═════ EXCERPTED TEXT ═════
Mark O'Toole (born 22 June 1963) is a Roman Catholic Archbishop and is the current Archbishop of Cardiff and Bishop of Menevia.

Early life and education
O'Toole was born in Southwark, England, and attended St Ignatius Primary School, Stamford Hill and St Thomas More Secondary school in Wood Green, leaving in 1981 with four ‘A’ levels before going to the University of Leicester, where he graduated with a B.Sc. in geography in 1984. 

He commenced his studies for the priesthood at Allen Hall Seminary in Chelsea and was ordained a priest on 9 June 1990 by Basil Hume for the Archdiocese of Westminster at the Church of St Ignatius, Stamford Hill, London. 

Between 1990 and 1992 he studied for an M.Phil. in theology at the University of Oxford.

Between 2002 and 2008 he served as the private secretary to Cormac Murphy-O'Connor before his appointment as the rector of Allen Hall Seminary in September 2008.
═════
» REQUIRED TASKS
1) Print the passage of the Mark O'Toole biography starting with "Early life and" and going on through "geography in 1984.".
2) According to the Mark O'Toole biography, why did he begin his studies at Allen Hall Seminary in Chelsea? Answer in one to three sentences.
3) Go on with the Mark O'Toole biography after its final sentence.
The listing that comes next is separate material and has no connection to the biography of Mark O'Toole.
═════ GIVEN ENTRIES ═════
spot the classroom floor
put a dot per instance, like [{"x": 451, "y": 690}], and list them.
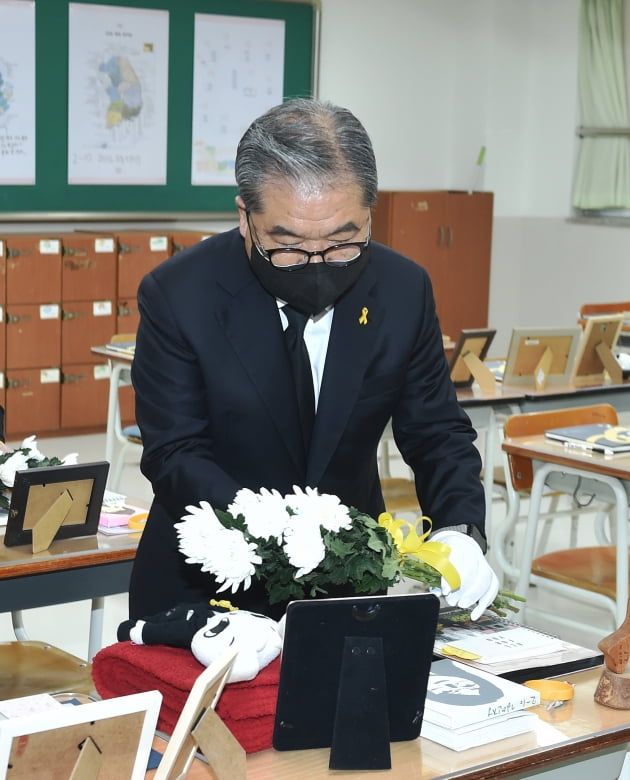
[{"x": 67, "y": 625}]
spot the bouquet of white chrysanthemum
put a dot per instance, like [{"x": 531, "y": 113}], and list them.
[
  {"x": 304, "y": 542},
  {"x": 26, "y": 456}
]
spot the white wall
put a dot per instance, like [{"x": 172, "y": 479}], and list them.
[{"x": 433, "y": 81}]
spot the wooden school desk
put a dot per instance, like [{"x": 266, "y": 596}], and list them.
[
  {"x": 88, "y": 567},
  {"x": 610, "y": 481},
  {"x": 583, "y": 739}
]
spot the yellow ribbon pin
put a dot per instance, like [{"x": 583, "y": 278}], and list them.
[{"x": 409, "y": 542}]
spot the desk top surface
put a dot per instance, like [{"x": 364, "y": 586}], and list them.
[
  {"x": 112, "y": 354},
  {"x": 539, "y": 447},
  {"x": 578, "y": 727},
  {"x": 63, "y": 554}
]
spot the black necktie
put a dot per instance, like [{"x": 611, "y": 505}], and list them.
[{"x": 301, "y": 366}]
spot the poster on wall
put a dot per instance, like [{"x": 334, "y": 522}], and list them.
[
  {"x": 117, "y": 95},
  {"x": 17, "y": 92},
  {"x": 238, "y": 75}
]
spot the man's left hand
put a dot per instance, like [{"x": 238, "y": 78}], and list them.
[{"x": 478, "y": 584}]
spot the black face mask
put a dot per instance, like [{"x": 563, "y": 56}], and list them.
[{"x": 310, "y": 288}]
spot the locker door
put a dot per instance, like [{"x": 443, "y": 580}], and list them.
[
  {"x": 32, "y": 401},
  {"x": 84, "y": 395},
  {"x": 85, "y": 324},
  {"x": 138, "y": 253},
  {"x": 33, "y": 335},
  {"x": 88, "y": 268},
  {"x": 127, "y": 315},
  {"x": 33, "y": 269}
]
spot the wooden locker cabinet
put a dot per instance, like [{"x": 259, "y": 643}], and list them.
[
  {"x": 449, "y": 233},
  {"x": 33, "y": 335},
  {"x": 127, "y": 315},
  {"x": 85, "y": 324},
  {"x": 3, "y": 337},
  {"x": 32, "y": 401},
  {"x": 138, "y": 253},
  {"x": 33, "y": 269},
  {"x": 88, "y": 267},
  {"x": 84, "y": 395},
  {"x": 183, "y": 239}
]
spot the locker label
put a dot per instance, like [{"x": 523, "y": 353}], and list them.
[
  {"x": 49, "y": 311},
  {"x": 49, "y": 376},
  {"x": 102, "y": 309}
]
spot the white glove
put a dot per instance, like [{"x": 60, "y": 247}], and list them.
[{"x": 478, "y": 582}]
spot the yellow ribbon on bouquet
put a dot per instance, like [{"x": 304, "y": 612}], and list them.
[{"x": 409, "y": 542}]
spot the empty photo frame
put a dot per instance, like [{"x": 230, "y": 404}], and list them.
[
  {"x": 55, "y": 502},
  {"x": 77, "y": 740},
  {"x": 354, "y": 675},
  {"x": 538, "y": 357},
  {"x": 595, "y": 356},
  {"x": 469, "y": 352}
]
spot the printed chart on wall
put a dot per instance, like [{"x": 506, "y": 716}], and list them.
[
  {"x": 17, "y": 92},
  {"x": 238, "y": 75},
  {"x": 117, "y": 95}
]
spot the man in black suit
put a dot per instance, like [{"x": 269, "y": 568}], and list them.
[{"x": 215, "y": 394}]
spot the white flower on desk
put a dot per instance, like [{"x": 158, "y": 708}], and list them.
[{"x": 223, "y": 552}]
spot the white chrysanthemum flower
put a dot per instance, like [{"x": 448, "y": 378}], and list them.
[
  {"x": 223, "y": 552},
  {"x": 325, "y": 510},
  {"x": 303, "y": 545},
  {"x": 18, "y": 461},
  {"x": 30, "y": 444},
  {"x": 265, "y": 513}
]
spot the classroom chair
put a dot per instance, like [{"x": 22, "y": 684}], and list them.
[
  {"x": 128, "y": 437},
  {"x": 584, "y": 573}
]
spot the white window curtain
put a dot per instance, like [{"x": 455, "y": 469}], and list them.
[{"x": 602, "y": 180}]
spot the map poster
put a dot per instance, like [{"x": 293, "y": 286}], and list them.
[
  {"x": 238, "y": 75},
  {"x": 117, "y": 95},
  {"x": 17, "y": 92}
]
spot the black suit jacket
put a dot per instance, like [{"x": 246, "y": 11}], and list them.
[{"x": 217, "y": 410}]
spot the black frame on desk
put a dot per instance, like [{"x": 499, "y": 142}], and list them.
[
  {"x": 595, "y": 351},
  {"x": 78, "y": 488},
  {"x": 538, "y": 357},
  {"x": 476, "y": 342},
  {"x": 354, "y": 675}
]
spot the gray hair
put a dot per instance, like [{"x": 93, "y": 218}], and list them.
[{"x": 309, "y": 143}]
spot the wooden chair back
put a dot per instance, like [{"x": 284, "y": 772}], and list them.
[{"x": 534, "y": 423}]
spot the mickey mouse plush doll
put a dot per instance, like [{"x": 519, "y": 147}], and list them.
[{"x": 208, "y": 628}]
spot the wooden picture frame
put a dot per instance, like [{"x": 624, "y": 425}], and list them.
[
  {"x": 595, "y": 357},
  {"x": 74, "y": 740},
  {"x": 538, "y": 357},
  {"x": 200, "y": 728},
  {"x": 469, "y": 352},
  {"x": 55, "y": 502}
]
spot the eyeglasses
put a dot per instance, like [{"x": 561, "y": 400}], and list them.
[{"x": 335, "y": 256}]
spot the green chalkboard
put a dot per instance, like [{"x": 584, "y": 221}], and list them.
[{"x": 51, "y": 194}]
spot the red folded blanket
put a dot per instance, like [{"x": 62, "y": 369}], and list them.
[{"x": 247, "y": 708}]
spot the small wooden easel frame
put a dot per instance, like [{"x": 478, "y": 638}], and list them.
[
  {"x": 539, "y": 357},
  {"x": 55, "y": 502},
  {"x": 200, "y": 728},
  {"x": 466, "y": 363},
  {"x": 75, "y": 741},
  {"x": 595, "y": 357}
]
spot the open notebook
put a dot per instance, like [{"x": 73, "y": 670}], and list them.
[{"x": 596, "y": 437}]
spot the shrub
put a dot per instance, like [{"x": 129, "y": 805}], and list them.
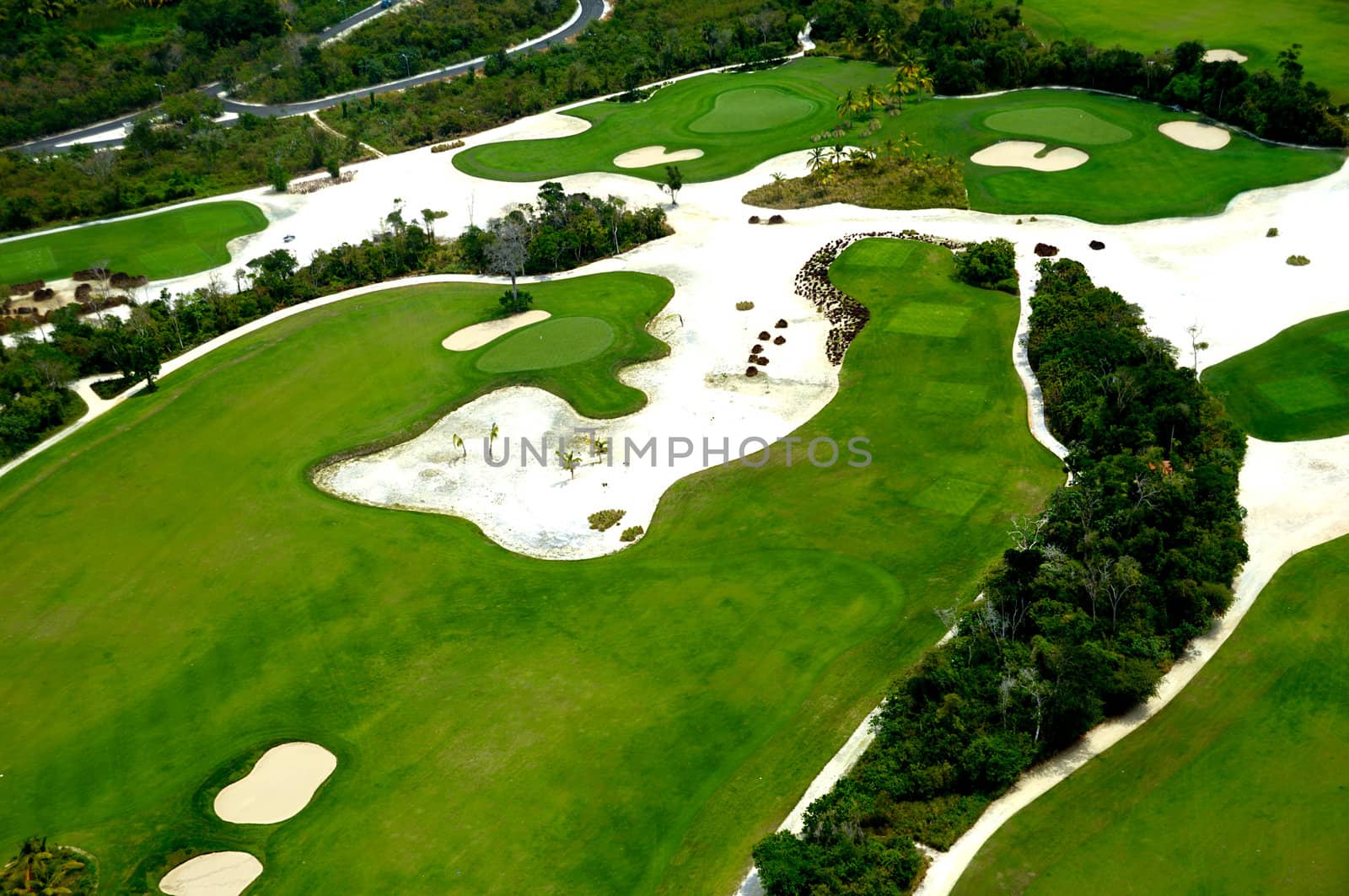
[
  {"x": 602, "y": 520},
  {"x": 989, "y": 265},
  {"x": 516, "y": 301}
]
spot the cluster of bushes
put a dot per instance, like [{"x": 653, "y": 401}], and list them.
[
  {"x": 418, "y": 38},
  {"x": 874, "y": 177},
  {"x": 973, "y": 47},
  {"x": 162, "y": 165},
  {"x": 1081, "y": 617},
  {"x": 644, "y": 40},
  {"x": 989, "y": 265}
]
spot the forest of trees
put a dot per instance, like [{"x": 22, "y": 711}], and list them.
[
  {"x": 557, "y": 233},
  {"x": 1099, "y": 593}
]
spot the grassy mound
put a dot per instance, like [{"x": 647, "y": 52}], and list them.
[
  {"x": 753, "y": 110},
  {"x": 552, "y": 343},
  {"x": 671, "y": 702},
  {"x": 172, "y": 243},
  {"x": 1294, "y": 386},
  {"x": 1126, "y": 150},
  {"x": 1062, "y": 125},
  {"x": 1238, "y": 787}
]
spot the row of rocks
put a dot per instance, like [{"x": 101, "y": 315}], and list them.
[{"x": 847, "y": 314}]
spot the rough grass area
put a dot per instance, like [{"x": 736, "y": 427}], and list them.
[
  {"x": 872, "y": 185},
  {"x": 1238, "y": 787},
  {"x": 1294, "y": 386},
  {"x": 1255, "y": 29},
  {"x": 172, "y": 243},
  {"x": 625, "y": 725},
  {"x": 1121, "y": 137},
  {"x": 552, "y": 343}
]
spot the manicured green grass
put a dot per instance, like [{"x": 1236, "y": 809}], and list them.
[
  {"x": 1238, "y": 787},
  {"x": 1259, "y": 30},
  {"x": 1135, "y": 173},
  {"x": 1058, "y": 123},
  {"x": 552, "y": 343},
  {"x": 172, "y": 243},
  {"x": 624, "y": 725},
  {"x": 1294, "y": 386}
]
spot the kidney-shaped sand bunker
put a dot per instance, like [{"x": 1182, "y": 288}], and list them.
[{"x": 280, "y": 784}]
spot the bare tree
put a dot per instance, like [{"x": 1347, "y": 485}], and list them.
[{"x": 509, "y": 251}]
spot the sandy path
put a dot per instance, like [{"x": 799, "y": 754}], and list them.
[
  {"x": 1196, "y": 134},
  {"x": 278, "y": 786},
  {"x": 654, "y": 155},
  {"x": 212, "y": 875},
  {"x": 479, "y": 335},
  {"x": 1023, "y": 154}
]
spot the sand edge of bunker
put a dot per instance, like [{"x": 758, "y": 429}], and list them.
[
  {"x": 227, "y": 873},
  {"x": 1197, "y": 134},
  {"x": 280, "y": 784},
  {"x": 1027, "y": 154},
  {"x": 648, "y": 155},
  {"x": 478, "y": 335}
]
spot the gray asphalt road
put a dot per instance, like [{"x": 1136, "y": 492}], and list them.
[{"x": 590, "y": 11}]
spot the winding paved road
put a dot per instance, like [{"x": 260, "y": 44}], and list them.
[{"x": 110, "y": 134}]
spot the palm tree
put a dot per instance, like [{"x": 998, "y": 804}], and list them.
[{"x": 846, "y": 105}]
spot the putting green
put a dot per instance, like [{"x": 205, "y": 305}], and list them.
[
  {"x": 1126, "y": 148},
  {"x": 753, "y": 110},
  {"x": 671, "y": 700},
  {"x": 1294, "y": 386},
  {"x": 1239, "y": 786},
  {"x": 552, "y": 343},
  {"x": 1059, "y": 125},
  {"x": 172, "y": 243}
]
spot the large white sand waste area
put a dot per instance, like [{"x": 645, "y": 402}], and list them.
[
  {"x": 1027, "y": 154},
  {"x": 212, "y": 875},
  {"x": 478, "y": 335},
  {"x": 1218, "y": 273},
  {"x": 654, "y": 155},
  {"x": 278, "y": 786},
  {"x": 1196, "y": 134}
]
═════
» ANSWERS PROVIDED
1)
Early life and education
O'Toole was born in Southwark, England, and attended St Ignatius Primary School, Stamford Hill and St Thomas More Secondary school in Wood Green, leaving in 1981 with four ‘A’ levels before going to the University of Leicester, where he graduated with a B.Sc. in geography in 1984.

2) He began his studies at Allen Hall Seminary to prepare for the priesthood. They led to his ordination as a priest on 9 June 1990 by Basil Hume for the Archdiocese of Westminster.

3)
Episcopal ministry
On 9 November 2013, O'Toole was appointed the ninth bishop of Plymouth by Pope Francis. He received his episcopal consecration on 28 January 2014.   He was the first new bishop of England and Wales appointed by Pope Francis. 

In O'Toole's homily during the Stella Maris Mass for seafarers on 25 September 2014 in Plymouth Cathedral, O'Toole expressed an affinity with the mission of the Apostleship of the Sea, the Catholic charity that provides pastoral and practical support to all seafarers. He said this was because his grandfather was something of a seafarer and fisherman who owned his own boat and made a living in trading goods and supplies off the West coast of Ireland.

On 27 April 2022, Pope Francis appointed O'Toole as Archbishop of Cardiff, succeeding George Stack. At the same time, he also appointed him Bishop of Menevia, thereby merging the two dioceses in persona Episcopi - in the person of the Bishop. His installation took place in Cardiff Cathedral on 20 June 2022, the feast day of Welsh martyrs Saints Julius and Aaron.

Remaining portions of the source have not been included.